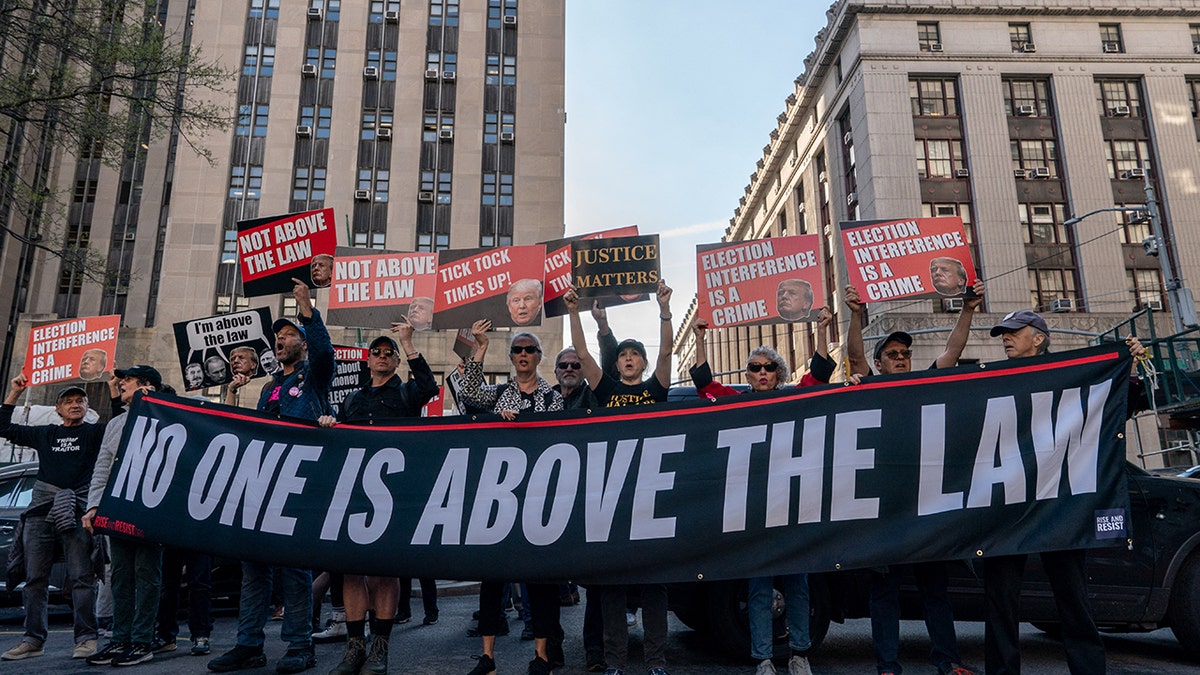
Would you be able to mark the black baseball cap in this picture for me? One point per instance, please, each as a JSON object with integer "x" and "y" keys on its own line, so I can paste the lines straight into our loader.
{"x": 281, "y": 323}
{"x": 385, "y": 340}
{"x": 898, "y": 336}
{"x": 630, "y": 344}
{"x": 1019, "y": 320}
{"x": 142, "y": 372}
{"x": 71, "y": 389}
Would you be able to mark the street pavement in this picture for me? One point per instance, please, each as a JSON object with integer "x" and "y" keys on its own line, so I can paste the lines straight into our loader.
{"x": 445, "y": 650}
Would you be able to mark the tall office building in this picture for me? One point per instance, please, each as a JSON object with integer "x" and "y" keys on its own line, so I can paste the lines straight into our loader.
{"x": 425, "y": 125}
{"x": 1013, "y": 115}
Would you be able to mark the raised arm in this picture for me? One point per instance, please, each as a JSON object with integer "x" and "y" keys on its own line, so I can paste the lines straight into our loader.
{"x": 666, "y": 335}
{"x": 961, "y": 332}
{"x": 592, "y": 371}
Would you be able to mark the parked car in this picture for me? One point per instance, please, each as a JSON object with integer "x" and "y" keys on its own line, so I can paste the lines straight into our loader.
{"x": 1150, "y": 584}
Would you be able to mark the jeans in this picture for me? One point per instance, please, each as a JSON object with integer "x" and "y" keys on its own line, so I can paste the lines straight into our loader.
{"x": 39, "y": 539}
{"x": 761, "y": 591}
{"x": 199, "y": 591}
{"x": 935, "y": 604}
{"x": 654, "y": 625}
{"x": 255, "y": 607}
{"x": 137, "y": 583}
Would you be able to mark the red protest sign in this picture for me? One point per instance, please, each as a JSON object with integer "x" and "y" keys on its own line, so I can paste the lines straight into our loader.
{"x": 558, "y": 266}
{"x": 503, "y": 285}
{"x": 775, "y": 280}
{"x": 276, "y": 249}
{"x": 923, "y": 257}
{"x": 66, "y": 350}
{"x": 373, "y": 288}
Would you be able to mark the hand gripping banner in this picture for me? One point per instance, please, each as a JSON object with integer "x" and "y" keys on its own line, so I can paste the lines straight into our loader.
{"x": 991, "y": 459}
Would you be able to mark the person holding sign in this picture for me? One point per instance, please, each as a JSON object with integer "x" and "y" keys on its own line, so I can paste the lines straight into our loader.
{"x": 385, "y": 399}
{"x": 66, "y": 455}
{"x": 527, "y": 392}
{"x": 767, "y": 371}
{"x": 299, "y": 389}
{"x": 630, "y": 390}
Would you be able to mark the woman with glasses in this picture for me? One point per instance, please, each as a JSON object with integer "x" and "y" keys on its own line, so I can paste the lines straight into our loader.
{"x": 767, "y": 371}
{"x": 525, "y": 393}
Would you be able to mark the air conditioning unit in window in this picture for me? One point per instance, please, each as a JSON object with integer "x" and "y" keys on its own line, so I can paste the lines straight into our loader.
{"x": 1062, "y": 305}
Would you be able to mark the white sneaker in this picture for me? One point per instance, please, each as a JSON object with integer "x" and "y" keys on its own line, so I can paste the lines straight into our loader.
{"x": 766, "y": 668}
{"x": 798, "y": 665}
{"x": 335, "y": 629}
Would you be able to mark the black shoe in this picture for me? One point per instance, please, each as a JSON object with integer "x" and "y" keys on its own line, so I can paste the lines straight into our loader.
{"x": 137, "y": 653}
{"x": 377, "y": 661}
{"x": 106, "y": 656}
{"x": 297, "y": 661}
{"x": 354, "y": 657}
{"x": 539, "y": 667}
{"x": 485, "y": 665}
{"x": 240, "y": 657}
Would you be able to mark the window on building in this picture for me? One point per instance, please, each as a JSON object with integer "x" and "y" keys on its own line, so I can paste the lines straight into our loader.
{"x": 1119, "y": 97}
{"x": 1027, "y": 97}
{"x": 1125, "y": 156}
{"x": 929, "y": 36}
{"x": 1036, "y": 154}
{"x": 934, "y": 97}
{"x": 939, "y": 157}
{"x": 1110, "y": 39}
{"x": 1020, "y": 36}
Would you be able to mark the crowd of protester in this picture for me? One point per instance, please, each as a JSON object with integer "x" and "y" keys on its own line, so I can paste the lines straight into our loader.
{"x": 144, "y": 579}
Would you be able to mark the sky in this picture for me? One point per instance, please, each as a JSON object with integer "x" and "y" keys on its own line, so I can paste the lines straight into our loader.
{"x": 669, "y": 105}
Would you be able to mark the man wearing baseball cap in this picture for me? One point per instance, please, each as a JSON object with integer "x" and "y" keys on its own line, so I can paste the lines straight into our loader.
{"x": 299, "y": 389}
{"x": 66, "y": 455}
{"x": 385, "y": 399}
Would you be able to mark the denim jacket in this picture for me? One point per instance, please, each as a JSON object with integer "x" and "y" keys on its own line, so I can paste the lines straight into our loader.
{"x": 305, "y": 393}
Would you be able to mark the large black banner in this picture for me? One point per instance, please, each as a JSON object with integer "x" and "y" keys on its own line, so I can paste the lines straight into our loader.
{"x": 993, "y": 459}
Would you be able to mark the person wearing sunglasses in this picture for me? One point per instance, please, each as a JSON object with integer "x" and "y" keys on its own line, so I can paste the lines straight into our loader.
{"x": 385, "y": 399}
{"x": 526, "y": 393}
{"x": 893, "y": 354}
{"x": 767, "y": 371}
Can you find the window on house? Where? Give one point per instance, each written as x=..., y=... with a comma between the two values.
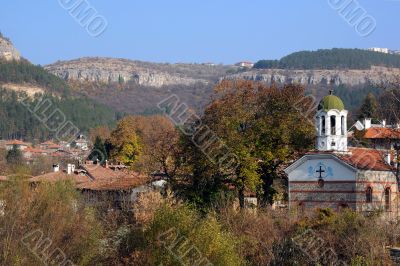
x=387, y=199
x=369, y=195
x=333, y=125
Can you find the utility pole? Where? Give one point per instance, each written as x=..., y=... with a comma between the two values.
x=397, y=149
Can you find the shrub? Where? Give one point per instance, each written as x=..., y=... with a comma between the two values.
x=48, y=218
x=180, y=235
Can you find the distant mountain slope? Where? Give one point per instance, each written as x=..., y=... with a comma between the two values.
x=316, y=77
x=7, y=50
x=23, y=71
x=332, y=59
x=106, y=70
x=135, y=86
x=19, y=79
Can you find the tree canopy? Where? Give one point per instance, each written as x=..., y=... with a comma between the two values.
x=261, y=126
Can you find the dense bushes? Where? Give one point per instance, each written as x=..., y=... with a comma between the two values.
x=279, y=238
x=36, y=221
x=45, y=224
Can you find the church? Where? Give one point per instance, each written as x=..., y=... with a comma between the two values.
x=337, y=176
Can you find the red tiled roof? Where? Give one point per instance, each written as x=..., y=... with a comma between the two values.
x=382, y=133
x=367, y=159
x=58, y=176
x=16, y=142
x=363, y=158
x=120, y=183
x=49, y=142
x=34, y=150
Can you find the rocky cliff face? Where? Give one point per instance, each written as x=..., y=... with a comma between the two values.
x=158, y=75
x=118, y=70
x=317, y=77
x=7, y=50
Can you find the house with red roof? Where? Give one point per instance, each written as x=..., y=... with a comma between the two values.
x=380, y=136
x=337, y=176
x=100, y=184
x=18, y=143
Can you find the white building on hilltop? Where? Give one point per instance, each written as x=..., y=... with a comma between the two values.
x=379, y=50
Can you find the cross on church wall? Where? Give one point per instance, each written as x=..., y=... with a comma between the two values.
x=320, y=171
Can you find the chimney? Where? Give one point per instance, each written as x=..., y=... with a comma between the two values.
x=388, y=158
x=367, y=123
x=73, y=168
x=56, y=168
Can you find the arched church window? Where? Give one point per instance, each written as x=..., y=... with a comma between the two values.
x=368, y=195
x=343, y=126
x=333, y=125
x=387, y=199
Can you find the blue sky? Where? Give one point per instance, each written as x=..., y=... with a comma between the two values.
x=220, y=31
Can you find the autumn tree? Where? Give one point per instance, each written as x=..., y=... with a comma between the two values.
x=14, y=156
x=262, y=126
x=159, y=139
x=369, y=107
x=125, y=144
x=101, y=131
x=99, y=151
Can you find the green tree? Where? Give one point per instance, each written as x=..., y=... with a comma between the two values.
x=261, y=126
x=369, y=107
x=99, y=151
x=14, y=156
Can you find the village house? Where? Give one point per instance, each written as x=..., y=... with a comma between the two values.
x=18, y=143
x=337, y=176
x=103, y=184
x=380, y=136
x=245, y=64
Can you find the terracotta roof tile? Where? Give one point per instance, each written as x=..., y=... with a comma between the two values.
x=382, y=133
x=57, y=176
x=34, y=150
x=120, y=183
x=16, y=142
x=363, y=158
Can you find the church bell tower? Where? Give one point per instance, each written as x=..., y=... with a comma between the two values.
x=331, y=124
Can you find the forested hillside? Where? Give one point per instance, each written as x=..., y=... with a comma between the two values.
x=17, y=121
x=332, y=59
x=24, y=72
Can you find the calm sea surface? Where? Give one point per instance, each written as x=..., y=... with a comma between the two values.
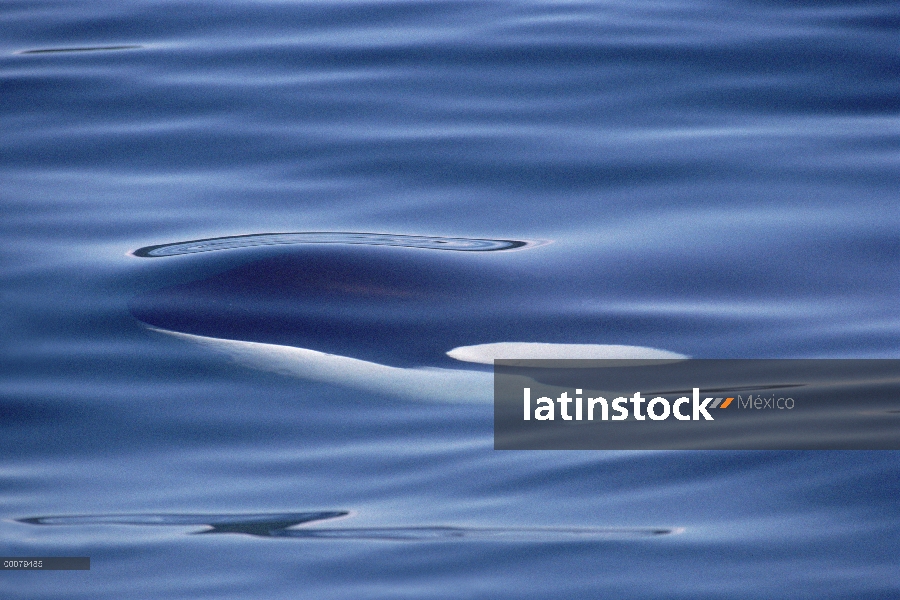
x=707, y=178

What you have to do: Copy out the items above word for word, beginning at the line that has "Can you find the green" and stopping after the line that has "x=245, y=64".

Exercise result:
Can you find the green tree? Where? Give one point per instance, each written as x=..., y=... with a comma between the two values.
x=261, y=126
x=369, y=107
x=99, y=151
x=14, y=156
Can you find the village house? Where? Give one point per instance, each written as x=..., y=... with a comma between the two values.
x=18, y=143
x=337, y=176
x=103, y=184
x=380, y=136
x=245, y=64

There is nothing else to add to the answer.